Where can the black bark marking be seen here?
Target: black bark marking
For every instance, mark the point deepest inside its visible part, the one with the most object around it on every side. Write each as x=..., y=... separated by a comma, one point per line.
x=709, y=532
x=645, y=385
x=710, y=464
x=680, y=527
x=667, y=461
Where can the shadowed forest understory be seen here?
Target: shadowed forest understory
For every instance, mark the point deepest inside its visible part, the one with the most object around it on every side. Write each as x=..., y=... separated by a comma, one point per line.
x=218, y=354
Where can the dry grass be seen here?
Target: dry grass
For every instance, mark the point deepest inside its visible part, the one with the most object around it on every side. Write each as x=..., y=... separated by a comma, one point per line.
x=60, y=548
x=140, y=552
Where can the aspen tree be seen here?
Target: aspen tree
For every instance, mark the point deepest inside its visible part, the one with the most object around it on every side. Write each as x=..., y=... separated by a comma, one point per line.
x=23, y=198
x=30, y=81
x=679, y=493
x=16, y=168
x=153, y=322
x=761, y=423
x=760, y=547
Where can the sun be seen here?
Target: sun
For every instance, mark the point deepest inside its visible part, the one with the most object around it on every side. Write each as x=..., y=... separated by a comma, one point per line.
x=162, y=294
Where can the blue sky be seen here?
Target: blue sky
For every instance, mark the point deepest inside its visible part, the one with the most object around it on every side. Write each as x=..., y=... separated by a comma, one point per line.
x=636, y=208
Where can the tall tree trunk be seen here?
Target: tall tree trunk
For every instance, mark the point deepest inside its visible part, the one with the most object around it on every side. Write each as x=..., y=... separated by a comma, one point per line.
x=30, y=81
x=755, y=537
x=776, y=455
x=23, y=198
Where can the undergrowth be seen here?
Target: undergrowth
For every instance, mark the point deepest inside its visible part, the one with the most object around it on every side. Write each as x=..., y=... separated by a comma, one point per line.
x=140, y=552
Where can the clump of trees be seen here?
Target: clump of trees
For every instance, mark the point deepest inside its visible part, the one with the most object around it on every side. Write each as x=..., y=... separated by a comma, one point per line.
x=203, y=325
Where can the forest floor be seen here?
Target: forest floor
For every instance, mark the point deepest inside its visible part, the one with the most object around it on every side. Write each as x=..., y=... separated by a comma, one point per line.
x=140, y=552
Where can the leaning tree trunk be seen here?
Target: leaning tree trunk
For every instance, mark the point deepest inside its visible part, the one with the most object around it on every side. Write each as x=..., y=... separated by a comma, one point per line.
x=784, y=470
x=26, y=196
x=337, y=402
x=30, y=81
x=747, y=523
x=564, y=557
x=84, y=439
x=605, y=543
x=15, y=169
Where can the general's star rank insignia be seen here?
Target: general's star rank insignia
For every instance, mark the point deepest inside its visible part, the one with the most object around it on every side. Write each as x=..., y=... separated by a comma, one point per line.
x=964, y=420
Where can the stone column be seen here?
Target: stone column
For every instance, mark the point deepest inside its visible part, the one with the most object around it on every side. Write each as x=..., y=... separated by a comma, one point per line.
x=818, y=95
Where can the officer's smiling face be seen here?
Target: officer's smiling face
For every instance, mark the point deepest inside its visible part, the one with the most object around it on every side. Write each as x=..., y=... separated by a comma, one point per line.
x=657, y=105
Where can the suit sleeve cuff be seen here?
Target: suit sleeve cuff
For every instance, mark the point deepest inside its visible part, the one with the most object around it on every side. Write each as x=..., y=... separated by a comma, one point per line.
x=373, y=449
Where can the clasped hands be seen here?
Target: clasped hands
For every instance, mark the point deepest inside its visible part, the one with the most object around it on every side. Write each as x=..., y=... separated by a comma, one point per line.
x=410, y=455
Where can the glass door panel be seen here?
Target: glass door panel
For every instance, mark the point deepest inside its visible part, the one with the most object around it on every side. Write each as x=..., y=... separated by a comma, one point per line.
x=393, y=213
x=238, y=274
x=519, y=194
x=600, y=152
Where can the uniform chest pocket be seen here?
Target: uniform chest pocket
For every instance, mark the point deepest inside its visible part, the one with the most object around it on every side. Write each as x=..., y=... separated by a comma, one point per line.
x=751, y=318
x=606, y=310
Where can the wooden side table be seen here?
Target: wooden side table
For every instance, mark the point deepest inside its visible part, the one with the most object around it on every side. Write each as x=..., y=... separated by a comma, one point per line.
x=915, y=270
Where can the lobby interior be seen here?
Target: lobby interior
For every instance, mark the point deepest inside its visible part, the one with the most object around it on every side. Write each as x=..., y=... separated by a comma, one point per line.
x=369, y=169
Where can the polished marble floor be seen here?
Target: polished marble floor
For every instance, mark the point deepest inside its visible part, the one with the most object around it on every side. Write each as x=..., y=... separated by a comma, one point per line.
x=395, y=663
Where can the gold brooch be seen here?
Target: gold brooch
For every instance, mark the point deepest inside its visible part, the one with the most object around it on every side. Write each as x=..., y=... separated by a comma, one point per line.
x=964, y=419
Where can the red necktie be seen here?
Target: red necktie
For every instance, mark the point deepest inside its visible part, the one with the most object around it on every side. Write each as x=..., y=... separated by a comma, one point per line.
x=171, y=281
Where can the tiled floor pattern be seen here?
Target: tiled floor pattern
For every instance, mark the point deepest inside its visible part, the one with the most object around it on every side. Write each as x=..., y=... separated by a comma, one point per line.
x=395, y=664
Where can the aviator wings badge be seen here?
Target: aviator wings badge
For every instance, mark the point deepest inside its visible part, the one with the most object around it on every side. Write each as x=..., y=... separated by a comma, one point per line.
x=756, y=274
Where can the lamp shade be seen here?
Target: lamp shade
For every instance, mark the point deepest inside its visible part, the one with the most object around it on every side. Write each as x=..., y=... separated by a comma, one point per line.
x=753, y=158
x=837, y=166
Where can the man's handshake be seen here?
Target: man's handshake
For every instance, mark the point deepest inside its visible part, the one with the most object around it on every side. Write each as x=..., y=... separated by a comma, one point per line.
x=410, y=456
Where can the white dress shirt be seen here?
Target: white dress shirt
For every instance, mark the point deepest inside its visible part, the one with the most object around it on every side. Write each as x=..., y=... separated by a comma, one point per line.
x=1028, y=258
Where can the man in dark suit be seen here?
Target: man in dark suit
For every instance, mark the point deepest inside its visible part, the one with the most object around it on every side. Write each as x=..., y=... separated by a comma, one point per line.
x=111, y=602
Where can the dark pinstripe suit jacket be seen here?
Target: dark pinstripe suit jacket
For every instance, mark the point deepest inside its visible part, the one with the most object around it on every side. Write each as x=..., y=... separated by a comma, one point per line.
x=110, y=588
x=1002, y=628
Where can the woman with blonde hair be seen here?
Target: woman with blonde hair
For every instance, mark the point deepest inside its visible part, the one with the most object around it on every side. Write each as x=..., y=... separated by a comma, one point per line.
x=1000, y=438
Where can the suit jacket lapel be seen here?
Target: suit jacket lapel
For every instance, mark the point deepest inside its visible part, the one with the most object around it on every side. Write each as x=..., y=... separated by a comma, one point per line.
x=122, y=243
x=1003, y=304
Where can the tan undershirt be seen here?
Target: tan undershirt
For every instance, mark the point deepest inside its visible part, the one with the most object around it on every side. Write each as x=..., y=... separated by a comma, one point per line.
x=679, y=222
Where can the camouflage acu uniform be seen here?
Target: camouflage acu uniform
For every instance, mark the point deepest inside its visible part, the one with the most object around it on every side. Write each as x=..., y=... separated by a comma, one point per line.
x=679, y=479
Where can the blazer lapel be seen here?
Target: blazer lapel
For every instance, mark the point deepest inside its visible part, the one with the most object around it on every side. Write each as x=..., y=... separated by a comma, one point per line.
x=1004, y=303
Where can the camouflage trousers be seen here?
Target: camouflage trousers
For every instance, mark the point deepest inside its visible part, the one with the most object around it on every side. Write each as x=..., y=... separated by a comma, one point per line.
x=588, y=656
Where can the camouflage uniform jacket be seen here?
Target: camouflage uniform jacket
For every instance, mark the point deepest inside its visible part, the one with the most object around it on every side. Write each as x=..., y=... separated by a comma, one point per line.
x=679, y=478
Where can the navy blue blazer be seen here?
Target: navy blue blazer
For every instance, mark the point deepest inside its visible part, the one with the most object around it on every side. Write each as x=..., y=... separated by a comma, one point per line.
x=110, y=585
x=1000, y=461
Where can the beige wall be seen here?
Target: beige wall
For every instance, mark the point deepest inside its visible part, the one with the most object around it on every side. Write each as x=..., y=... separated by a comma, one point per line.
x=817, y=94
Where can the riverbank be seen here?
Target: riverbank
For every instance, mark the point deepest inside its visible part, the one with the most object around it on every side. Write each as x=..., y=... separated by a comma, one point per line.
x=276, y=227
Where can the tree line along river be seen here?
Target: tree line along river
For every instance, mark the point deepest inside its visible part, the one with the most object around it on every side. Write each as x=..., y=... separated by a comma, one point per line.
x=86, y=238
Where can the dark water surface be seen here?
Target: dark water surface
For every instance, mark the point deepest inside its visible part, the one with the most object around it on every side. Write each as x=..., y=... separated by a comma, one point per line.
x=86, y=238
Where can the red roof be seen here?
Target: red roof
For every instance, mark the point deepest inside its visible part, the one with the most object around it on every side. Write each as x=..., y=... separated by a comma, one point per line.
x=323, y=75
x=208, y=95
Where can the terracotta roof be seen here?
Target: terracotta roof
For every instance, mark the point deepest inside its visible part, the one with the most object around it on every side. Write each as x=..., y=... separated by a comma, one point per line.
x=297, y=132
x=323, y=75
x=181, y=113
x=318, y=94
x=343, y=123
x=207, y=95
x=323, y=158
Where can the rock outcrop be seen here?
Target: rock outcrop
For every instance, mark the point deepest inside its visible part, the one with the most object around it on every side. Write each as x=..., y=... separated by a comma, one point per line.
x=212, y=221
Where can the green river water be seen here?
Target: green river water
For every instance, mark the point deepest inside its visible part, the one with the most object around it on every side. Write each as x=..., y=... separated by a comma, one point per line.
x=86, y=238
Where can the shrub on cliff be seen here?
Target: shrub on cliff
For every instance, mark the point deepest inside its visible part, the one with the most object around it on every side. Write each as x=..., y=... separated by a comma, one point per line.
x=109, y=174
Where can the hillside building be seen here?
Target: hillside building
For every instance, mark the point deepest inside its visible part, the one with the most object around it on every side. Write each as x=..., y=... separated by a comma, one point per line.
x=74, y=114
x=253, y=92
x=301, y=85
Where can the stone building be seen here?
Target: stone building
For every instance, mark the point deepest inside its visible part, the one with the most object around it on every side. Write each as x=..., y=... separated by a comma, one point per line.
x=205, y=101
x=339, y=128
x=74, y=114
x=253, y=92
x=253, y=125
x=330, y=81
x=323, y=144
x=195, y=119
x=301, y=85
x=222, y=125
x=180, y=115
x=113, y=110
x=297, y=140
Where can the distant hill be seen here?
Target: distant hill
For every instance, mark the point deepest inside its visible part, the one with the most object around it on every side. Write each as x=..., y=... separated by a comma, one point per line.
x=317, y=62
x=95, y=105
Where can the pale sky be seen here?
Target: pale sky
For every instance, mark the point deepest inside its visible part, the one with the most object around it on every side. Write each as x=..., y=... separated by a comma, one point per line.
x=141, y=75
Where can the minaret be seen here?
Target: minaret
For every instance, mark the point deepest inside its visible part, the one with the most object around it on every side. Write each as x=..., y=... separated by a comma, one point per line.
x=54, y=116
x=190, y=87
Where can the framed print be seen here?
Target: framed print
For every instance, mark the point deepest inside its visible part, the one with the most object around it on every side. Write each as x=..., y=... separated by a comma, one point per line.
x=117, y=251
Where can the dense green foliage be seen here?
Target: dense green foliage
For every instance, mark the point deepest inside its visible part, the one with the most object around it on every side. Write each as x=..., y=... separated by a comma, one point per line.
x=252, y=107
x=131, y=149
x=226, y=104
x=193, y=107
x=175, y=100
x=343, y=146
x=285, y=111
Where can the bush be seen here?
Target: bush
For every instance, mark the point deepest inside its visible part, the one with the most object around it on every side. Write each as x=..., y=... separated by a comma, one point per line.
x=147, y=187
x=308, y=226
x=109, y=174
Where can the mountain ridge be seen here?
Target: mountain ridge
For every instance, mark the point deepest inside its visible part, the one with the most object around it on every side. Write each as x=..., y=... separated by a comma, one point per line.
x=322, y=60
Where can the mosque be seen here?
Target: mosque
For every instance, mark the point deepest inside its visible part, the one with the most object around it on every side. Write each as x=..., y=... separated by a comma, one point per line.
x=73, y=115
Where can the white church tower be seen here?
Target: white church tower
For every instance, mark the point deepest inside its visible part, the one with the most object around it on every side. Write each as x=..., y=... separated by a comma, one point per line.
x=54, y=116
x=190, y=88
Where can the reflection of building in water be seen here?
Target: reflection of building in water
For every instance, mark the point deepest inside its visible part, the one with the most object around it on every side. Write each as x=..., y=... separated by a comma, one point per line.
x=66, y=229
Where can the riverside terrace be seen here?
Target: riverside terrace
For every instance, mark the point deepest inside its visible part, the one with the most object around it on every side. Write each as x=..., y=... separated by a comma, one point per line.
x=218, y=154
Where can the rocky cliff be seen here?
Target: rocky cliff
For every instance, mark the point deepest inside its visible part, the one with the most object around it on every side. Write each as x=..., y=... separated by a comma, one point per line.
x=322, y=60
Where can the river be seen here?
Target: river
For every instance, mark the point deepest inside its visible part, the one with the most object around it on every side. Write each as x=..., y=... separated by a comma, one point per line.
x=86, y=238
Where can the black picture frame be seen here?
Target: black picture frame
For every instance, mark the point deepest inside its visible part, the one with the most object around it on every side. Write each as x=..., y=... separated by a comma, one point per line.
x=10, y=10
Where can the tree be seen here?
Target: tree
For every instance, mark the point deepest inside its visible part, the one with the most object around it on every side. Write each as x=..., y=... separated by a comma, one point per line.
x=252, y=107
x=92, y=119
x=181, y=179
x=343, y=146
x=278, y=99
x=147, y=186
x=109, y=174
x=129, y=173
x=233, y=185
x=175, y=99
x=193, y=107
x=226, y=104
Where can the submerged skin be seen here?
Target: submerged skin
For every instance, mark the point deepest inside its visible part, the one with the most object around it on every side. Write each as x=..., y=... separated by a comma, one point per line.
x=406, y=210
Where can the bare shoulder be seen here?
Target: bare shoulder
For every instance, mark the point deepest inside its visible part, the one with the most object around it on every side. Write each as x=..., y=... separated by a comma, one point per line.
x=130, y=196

----

▶ **EXERCISE**:
Lines with the word "submerged": how many appear in the data? State only the number.

▶ **YOUR RESPONSE**:
2